Extracted text
Distributed Partition Function (DPF)¶

Classes¶

class snowflake.ml.modeling.distributors.distributed_partition_function.dpf.DPF(func: Callable[[DataConnector, PartitionContext], None], stage_name: str)¶

Bases: object

Distributed Partition Function (DPF) for executing user-defined functions across data partitions.

DPF enables distributed processing by partitioning a Snowpark DataFrame and executing a user-provided function on each partition concurrently using Ray’s distributed computing framework. Results and artifacts are automatically stored in Snowflake stages for easy retrieval.

Key features:

Automatic data partitioning and distribution
Concurrent execution across Ray cluster
Built-in artifact management and persistence
Progress monitoring
Error handling and partial failure recovery

Typical workflow:

Define your data processing function
Create DPF instance with function and stage
Execute distributed processing on partitioned data
Monitor progress until completion
Retrieve results from each partition
Optional: Restore completed runs later

Example

Complete end-to-end workflow for distributed analytics:

1. Data Structure

sales_data is a Snowpark DataFrame with columns:

region: ‘North’, ‘South’, ‘East’, ‘West’
customer_id: unique customer identifiers
amount: transaction amounts
order_date: transaction dates

2. Define Processing Function

The data will be partitioned by region, with each partition containing all sales records for that specific region. The processing function receives this regional data subset and performs analytics on it:

>>> def process_sales_data(data_connector, context):
...     df = data_connector.to_pandas()
...     print(f"Processing {len(df)} records for region: {context.partition_id}")
...
...     # Perform region-specific analytics
...     summary = {
...         'region': context.partition_id,
...         'total_sales': df['amount'].sum(),
...         'avg_order_value': df['amount'].mean(),
...         'customer_count': df['customer_id'].nunique(),
...         'record_count': len(df)
...     }
...

Provided records

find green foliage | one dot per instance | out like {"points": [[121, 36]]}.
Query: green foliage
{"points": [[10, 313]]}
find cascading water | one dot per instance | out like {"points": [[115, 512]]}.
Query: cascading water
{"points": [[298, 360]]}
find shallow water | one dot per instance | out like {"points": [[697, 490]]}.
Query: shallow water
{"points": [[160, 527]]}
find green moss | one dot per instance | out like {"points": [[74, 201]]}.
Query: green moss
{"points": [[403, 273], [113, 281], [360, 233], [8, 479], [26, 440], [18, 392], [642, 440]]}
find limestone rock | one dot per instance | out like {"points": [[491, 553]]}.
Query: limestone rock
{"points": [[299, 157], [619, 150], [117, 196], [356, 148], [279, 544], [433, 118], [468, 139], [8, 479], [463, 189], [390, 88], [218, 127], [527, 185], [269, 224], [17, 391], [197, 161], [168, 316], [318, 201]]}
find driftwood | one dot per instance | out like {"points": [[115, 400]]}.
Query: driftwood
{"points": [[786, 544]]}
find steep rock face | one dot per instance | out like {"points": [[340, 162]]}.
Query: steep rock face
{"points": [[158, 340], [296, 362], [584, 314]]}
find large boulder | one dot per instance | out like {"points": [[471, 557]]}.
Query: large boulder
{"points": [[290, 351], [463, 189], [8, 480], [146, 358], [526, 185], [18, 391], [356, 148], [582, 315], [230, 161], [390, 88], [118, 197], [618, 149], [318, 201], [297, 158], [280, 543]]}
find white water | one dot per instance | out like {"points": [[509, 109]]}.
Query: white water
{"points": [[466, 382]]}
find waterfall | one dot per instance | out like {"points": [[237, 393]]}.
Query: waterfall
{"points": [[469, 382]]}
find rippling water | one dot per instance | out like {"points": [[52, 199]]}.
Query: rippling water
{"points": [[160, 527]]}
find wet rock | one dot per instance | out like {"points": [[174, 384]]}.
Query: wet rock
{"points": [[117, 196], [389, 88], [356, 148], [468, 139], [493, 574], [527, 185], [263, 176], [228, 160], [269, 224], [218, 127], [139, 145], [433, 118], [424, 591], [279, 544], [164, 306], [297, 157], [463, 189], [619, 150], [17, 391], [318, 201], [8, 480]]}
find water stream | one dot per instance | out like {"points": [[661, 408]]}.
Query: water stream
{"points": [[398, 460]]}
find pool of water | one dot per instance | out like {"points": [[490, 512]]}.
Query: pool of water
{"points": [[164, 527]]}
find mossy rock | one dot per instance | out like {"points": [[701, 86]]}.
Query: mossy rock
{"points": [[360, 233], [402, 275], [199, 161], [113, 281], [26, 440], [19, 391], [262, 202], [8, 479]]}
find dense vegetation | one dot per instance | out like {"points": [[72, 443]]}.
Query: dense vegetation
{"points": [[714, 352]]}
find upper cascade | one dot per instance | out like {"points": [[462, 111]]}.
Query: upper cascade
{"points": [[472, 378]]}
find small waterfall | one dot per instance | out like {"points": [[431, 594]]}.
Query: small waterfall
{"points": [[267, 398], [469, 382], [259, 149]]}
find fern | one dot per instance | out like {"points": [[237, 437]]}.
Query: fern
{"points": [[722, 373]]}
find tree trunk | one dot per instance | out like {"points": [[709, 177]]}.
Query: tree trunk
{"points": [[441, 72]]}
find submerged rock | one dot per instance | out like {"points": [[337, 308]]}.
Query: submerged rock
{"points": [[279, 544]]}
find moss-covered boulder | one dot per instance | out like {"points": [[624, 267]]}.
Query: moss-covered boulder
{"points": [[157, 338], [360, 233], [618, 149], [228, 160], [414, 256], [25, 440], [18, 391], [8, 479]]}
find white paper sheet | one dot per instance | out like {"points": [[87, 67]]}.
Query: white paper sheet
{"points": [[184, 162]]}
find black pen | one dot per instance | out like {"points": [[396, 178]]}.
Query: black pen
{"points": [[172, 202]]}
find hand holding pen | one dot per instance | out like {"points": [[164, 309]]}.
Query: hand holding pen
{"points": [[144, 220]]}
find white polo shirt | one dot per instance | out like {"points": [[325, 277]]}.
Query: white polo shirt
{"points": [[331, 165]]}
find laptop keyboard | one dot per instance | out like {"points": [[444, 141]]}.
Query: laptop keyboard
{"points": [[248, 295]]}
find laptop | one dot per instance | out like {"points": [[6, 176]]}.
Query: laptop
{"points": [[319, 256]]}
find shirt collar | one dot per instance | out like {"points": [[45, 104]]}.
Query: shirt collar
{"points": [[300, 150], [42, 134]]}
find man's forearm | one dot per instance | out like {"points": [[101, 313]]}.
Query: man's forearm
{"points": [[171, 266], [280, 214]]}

Description of the task
Continue the Distributed Partition Function documentation from the point where it stops. The data comes from a separate source and isn't connected to the text.

The result
...     # Save results to stage for later retrieval
...     import json
...     context.upload_to_stage(summary, "sales_summary.json",
...         write_function=lambda obj, path: json.dump(obj, open(path, 'w')))

Copy

3. Execute Distributed Processing

>>> dpf = DPF(process_sales_data, "analytics_stage")
>>> run = dpf.run(
...     partition_by="region",  # Creates separate partitions for North, South, East, West
...     snowpark_dataframe=sales_data,
...     run_id="regional_analytics_2024"
... )

Copy

4. Monitor Progress and Wait for Completion

>>> final_status = run.wait()  # Shows progress bar by default
>>> print(f"Job completed with status: {final_status}")

Copy

5. Retrieve Results from Each Partition

>>> if final_status == RunStatus.SUCCESS:
...     # Get results from each region
...     import json
...     all_results = []
...     for partition_id, details in run.partition_details.items():
...         summary = details.stage_artifacts_manager.get("sales_summary.json",
...             read_function=lambda path: json.load(open(path, 'r')))
...         all_results.append(summary)
...
...     # Combine results across all regions
...     total_sales = sum(r['total_sales'] for r in all_results)
...     total_customers = sum(r['customer_count'] for r in all_results)
... else:
...     # Handle failures - check logs for failed partitions
...     for partition_id, details in run.partition_details.items():
...         if details.status != "DONE":
...             error_logs = details.logs

Copy

6. Optional: Restore Results Later

>>> # Restore completed run from stage and access same results as above without re-running.
>>> restored_run = DPFRun.restore_from("regional_analytics_2024", "analytics_stage")

Copy

See also

ManyModelTraining:: Specialized DPF for distributed model training with automatic model serialization
ManyModelInference:: Specialized DPF for distributed model inference with automatic model loading

Initializes Distributed Partition Function(DPF)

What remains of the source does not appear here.